TEXT PASSAGE
If he is steady in that, he attains the destruction of the taints. But if he does not attain the destruction of the taints because of that chandaraga (desire and attachment) for the Dhamma [those states: jhanas] then with the destruction of the five lower fetters [self-identity views, grasping at sila & observances, doubts, sensual passion, and aversion] he becomes one due to reappear spontaneously [in the pure abodes], and there attain final Nibbana without ever returning from that world.

As underlined above, while remaining in the first jhana he “regards” the phenomena there as anicca/dukkha/anatta, and continue to contemplate dispassion/cessation/relinquishing, instead of only noting their arising and passing away with bare attention.

One could argue that the Buddha taught the contemplation of anicca as bare attention of the phenomena of arising and passing away with regard to the body, feelings, mind and the Dhamma in the Satipatthana Sutta (MN 10 and DN 22), but such anicca contemplations are not found in the early Chinese agama versions of the equivalent suttas.

LISTED RECORDS
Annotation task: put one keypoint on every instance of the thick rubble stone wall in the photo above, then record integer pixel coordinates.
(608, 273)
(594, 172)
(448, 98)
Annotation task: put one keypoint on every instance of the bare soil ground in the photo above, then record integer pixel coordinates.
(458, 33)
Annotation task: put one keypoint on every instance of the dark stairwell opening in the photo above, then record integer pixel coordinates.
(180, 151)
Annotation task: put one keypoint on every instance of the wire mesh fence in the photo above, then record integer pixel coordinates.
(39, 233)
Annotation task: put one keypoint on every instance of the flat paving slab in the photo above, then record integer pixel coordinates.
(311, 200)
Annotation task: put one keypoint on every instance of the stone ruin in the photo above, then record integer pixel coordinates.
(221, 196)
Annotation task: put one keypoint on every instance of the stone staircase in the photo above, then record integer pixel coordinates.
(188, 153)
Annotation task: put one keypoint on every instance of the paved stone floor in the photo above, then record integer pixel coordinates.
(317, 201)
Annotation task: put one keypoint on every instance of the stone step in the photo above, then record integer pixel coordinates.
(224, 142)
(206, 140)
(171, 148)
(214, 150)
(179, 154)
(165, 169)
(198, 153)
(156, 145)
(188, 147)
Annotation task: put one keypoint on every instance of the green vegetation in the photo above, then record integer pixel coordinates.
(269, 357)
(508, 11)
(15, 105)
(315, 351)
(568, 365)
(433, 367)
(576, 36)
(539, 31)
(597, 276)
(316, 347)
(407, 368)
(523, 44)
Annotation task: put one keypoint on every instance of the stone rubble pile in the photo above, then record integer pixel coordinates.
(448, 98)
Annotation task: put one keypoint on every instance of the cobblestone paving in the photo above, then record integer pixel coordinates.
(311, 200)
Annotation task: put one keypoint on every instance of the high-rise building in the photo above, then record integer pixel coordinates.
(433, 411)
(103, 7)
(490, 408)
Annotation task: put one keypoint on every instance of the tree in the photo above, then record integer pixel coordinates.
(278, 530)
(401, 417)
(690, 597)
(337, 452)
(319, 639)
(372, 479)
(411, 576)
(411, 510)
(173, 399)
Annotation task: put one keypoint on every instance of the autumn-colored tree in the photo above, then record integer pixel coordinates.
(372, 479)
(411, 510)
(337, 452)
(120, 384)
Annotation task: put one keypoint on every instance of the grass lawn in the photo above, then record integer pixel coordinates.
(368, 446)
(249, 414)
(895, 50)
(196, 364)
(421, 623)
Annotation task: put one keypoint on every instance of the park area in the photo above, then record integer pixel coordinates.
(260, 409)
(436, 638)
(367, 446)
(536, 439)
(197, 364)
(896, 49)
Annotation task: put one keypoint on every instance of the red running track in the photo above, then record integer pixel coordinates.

WHAT NEEDS TO BE DONE
Translate this sentence from the passage on jhana and anicca contemplation into Spanish: "One could argue that the Buddha taught the contemplation of anicca as bare attention of the phenomena of arising and passing away with regard to the body, feelings, mind and the Dhamma in the Satipatthana Sutta (MN 10 and DN 22), but such anicca contemplations are not found in the early Chinese agama versions of the equivalent suttas."

SOLUTION
Se podría argumentar que el Buda enseñó la contemplación de anicca como atención desnuda a los fenómenos de surgimiento y desaparición con respecto al cuerpo, las sensaciones, la mente y el Dhamma en el Satipatthana Sutta (MN 10 y DN 22), pero tales contemplaciones de anicca no se encuentran en las versiones tempranas de los agamas chinos de los suttas equivalentes.